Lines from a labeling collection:
════

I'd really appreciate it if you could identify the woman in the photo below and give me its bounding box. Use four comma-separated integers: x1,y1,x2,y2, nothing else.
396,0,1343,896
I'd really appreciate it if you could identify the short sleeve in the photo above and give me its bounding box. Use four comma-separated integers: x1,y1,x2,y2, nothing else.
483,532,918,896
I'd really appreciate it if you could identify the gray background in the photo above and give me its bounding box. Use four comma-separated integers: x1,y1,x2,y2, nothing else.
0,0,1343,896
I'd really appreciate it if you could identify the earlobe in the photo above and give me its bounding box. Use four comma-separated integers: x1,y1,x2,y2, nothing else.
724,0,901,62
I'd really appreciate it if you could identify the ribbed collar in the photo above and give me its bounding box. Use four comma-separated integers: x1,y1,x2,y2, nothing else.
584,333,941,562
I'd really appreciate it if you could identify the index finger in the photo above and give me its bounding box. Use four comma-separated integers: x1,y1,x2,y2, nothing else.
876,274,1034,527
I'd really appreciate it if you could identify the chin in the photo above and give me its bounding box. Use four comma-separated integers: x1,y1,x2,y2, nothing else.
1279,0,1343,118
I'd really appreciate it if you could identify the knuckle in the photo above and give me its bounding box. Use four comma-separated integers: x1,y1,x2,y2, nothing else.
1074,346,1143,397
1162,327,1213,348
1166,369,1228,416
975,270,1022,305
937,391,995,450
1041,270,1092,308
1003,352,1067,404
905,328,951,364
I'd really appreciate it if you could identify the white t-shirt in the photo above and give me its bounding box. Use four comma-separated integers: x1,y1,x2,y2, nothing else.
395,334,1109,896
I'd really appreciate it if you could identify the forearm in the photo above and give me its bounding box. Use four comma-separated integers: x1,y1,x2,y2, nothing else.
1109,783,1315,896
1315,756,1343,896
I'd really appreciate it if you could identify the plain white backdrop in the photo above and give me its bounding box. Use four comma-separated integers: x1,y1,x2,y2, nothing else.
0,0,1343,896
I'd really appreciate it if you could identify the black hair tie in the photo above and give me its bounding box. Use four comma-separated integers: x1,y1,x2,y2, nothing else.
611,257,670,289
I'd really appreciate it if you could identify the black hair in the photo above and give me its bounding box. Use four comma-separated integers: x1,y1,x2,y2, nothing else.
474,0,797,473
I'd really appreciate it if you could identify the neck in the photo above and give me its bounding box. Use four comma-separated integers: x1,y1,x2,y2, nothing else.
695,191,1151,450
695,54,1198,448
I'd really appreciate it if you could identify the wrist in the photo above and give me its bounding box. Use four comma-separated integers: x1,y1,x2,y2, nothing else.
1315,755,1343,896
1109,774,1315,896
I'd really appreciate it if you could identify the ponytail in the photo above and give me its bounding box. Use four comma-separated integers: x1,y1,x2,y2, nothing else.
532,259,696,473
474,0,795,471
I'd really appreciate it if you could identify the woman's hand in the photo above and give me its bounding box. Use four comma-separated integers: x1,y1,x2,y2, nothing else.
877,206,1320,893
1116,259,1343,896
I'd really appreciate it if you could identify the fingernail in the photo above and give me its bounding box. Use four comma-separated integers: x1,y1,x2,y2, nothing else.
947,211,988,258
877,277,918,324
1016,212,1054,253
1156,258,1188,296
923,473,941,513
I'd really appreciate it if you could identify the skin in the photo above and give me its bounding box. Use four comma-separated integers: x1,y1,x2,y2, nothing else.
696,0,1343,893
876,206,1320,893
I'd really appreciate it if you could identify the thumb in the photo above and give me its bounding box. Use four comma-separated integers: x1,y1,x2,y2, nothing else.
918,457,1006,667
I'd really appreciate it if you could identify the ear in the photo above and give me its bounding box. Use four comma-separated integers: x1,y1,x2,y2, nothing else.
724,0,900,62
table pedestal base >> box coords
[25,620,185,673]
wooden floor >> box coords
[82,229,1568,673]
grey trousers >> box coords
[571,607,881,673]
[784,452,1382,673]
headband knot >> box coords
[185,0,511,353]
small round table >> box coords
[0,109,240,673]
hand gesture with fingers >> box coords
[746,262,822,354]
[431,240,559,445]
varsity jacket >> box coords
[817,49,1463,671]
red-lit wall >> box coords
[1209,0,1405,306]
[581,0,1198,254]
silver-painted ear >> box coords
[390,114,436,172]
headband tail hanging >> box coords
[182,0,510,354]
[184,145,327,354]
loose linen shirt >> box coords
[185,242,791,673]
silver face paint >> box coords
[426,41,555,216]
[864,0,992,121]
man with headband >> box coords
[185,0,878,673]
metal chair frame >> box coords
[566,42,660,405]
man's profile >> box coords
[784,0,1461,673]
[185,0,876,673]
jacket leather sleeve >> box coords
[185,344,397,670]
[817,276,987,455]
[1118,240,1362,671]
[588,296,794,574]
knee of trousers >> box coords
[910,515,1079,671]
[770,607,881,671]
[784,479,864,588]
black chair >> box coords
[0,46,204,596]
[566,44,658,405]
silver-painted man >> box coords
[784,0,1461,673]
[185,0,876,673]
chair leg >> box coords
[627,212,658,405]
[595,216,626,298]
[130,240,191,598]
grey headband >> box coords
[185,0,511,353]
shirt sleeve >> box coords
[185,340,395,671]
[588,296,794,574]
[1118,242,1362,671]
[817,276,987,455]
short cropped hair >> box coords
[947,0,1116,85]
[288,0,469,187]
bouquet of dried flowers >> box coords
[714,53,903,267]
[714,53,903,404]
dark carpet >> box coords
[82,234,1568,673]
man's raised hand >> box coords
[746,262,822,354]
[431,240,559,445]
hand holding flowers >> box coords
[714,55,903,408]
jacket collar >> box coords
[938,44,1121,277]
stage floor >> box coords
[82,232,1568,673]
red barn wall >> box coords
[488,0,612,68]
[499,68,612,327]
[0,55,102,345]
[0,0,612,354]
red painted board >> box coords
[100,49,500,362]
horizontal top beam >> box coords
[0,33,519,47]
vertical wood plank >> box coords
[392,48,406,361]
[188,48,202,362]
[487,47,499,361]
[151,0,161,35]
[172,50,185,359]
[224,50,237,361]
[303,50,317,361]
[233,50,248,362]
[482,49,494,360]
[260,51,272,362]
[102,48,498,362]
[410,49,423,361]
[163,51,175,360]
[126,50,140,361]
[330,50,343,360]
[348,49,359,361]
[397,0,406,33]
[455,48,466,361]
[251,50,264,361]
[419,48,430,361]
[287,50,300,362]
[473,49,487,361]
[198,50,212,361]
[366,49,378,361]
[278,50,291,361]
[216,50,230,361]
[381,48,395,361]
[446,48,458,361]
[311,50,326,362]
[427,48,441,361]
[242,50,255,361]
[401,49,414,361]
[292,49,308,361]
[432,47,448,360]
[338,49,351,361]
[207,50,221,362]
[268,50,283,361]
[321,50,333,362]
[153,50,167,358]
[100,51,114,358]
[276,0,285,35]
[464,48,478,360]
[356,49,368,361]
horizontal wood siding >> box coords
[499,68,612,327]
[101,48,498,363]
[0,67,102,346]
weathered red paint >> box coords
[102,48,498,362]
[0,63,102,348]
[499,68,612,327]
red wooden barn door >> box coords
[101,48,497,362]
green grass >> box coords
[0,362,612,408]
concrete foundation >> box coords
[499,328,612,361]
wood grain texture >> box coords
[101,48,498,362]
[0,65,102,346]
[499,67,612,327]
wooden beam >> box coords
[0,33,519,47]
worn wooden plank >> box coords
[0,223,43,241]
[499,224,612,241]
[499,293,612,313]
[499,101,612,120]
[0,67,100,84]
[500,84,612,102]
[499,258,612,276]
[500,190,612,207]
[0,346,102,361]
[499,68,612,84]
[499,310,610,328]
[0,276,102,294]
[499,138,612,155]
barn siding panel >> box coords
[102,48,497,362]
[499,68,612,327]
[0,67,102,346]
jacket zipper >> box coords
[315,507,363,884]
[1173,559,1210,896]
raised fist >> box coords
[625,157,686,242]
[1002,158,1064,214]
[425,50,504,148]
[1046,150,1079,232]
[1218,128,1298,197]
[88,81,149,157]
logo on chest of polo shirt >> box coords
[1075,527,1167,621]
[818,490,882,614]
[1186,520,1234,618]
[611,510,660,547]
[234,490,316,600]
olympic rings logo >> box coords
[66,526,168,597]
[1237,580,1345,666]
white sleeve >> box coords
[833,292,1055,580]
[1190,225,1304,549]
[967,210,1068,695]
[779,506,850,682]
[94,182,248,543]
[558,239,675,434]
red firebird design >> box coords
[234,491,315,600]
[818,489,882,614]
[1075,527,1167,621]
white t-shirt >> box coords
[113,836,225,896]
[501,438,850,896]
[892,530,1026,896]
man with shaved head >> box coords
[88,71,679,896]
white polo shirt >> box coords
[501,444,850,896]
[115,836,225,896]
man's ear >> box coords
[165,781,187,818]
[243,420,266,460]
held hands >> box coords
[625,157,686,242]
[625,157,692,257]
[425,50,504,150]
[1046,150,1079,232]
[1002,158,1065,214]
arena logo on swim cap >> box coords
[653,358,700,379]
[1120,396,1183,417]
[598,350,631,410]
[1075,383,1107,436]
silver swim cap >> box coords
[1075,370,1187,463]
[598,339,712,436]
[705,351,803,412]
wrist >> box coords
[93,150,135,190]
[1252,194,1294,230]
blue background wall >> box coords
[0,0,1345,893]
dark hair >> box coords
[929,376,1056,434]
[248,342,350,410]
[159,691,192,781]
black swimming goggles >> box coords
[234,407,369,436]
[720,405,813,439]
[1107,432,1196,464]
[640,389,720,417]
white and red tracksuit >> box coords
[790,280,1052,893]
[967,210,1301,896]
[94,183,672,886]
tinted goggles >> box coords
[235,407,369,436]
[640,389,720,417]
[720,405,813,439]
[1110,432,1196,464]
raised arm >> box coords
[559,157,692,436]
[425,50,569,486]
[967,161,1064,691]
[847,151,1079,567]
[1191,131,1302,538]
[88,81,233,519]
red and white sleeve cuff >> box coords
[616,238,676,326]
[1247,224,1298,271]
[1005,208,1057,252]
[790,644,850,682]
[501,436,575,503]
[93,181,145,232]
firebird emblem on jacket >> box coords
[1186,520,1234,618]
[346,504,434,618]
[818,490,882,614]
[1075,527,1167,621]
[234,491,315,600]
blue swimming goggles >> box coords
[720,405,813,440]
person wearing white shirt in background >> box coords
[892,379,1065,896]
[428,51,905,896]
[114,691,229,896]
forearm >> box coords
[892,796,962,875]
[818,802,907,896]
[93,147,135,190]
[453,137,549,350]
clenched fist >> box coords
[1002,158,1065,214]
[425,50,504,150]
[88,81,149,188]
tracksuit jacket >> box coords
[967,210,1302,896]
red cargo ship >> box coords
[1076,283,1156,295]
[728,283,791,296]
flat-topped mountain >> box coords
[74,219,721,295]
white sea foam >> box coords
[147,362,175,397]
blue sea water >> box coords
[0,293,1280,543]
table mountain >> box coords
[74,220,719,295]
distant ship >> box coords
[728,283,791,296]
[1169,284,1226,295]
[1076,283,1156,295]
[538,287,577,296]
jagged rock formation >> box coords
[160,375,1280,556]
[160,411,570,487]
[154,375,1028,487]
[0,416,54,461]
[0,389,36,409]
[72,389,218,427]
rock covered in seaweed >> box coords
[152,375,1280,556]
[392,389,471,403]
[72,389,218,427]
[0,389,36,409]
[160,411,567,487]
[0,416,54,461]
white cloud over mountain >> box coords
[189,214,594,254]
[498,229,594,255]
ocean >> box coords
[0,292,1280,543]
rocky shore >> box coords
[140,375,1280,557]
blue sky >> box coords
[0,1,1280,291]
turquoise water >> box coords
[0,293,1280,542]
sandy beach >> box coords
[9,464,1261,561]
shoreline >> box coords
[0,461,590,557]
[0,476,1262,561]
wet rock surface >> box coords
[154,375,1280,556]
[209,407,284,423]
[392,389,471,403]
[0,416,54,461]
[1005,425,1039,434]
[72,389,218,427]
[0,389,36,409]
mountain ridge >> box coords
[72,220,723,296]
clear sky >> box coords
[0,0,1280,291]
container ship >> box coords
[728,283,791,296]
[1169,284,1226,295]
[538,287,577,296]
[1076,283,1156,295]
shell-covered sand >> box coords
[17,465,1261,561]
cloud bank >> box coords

════

> WHAT IS ASKED
Copy out the lines from the one containing "sandy beach >> box coords" through the last line, keeping the request lines too, and increase every bounding box coordinate by 107.

> RESPONSE TO THE EXERCISE
sandy beach >> box coords
[116,571,1368,668]
shoreline >> box coords
[107,568,697,664]
[107,583,1369,668]
wet rock surface >> box coords
[261,482,1387,663]
[316,514,391,530]
[499,496,578,510]
[107,523,161,568]
[1112,532,1146,541]
[179,496,325,534]
[107,496,143,516]
mountain ridge >> box coords
[179,327,830,403]
clear sky >> box coords
[107,107,1387,398]
container ship >> box coords
[835,390,898,403]
[1276,391,1333,402]
[645,394,684,403]
[1183,390,1263,402]
shell-covered sand >> box coords
[124,572,1368,668]
cloud bank >> box coords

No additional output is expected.